Your objective:
After locating the line with "target | drooping pink petal", reproduce that line and every one following it exactly, up to the end of the entries.

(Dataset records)
-.-.-

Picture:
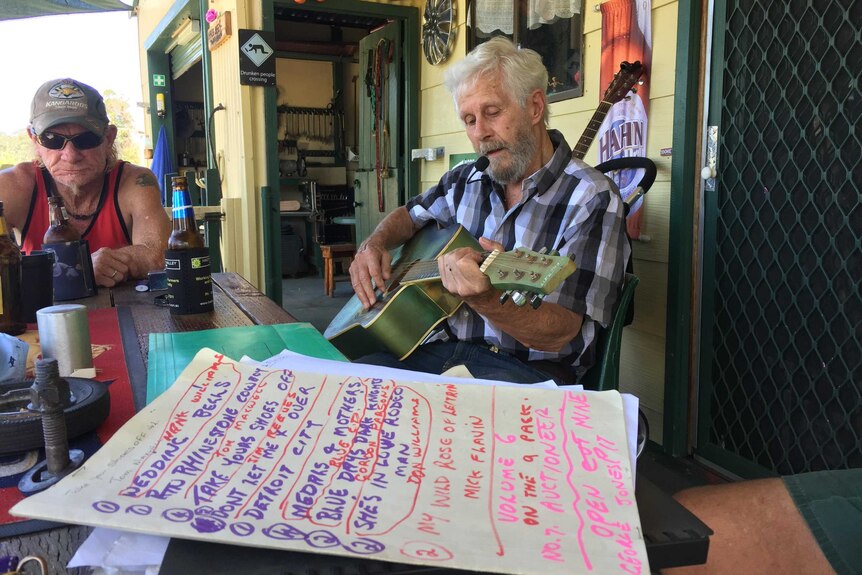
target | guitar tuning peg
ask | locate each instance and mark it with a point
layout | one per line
(519, 298)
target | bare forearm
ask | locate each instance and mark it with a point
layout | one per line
(144, 259)
(392, 231)
(547, 328)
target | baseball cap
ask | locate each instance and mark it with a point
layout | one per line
(67, 101)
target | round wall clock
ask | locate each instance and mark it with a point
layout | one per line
(438, 31)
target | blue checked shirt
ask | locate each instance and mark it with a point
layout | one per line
(565, 206)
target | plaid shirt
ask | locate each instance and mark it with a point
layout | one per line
(565, 206)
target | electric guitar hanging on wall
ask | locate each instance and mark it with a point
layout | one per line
(623, 82)
(415, 301)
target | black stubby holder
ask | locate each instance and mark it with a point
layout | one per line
(190, 287)
(73, 270)
(37, 273)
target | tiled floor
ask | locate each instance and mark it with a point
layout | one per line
(303, 297)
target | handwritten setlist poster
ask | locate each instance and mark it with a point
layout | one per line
(506, 479)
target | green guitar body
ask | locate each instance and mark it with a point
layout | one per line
(407, 314)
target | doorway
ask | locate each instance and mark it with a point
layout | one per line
(780, 362)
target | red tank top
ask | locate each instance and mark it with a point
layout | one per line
(106, 229)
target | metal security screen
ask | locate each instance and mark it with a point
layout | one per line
(786, 365)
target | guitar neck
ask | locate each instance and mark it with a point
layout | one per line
(418, 272)
(583, 145)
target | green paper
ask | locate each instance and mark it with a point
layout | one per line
(170, 353)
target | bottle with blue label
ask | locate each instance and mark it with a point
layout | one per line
(187, 260)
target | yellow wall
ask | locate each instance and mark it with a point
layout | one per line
(642, 368)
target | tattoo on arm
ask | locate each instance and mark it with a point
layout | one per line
(146, 180)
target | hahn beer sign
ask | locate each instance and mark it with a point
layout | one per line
(256, 58)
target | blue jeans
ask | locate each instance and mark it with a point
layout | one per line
(439, 356)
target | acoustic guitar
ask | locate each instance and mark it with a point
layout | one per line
(623, 82)
(415, 301)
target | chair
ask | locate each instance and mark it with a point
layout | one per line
(332, 254)
(605, 374)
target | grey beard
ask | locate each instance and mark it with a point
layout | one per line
(522, 152)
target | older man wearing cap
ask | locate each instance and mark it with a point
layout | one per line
(115, 205)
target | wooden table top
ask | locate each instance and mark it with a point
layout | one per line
(235, 303)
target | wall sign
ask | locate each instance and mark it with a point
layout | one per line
(256, 58)
(218, 31)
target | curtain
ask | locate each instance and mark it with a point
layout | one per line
(541, 12)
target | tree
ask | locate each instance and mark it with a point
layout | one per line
(128, 146)
(15, 148)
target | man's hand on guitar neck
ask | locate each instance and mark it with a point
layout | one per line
(371, 267)
(373, 263)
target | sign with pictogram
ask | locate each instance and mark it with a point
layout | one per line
(257, 58)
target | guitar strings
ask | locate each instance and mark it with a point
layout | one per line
(429, 268)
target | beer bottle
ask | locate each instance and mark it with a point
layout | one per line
(60, 230)
(10, 282)
(185, 234)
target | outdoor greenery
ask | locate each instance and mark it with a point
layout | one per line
(16, 147)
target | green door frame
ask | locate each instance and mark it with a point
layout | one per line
(159, 63)
(409, 16)
(684, 177)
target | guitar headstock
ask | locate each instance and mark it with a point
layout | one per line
(623, 81)
(527, 272)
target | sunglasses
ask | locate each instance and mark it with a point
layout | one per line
(82, 141)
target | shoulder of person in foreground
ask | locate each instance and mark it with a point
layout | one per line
(16, 187)
(141, 203)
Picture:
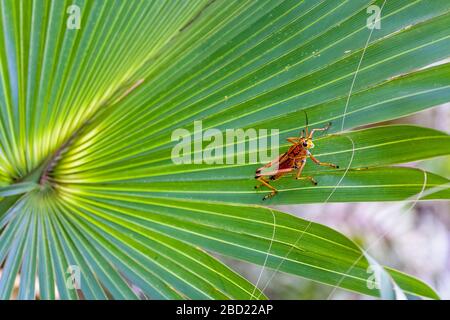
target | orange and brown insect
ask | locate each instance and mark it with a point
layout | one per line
(293, 159)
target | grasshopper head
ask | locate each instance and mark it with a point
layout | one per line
(307, 143)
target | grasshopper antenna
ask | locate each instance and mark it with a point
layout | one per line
(306, 127)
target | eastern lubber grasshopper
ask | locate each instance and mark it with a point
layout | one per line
(293, 159)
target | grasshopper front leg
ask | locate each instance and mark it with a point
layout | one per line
(264, 182)
(325, 164)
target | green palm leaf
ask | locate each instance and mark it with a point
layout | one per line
(86, 120)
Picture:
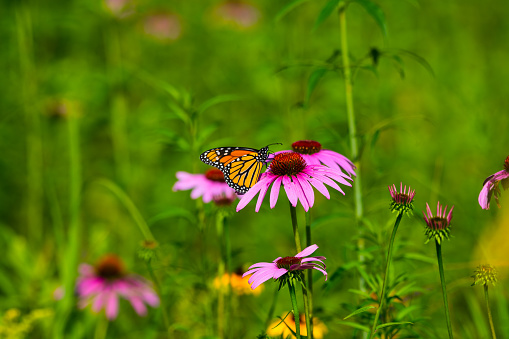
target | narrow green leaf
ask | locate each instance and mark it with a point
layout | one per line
(327, 10)
(354, 325)
(393, 324)
(288, 8)
(376, 13)
(313, 80)
(360, 310)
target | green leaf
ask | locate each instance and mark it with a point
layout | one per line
(313, 80)
(376, 13)
(288, 8)
(327, 10)
(354, 325)
(360, 310)
(393, 324)
(218, 100)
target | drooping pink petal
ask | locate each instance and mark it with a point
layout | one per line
(307, 251)
(274, 192)
(290, 190)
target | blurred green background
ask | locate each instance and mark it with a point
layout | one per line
(132, 93)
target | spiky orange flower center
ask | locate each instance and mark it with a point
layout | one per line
(306, 146)
(288, 163)
(288, 262)
(110, 267)
(215, 175)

-.-.-

Your response:
target | drooping pink petal
ask | locate each instance and mark it with a point
layout | one per line
(307, 251)
(274, 192)
(290, 190)
target | blurred green background
ask | locate each instance and mark it with a point
layout | one per line
(132, 93)
target | spiky orange flower center
ask | locate each instance and mark it with a point
layout | one per line
(306, 146)
(288, 163)
(288, 262)
(110, 267)
(215, 175)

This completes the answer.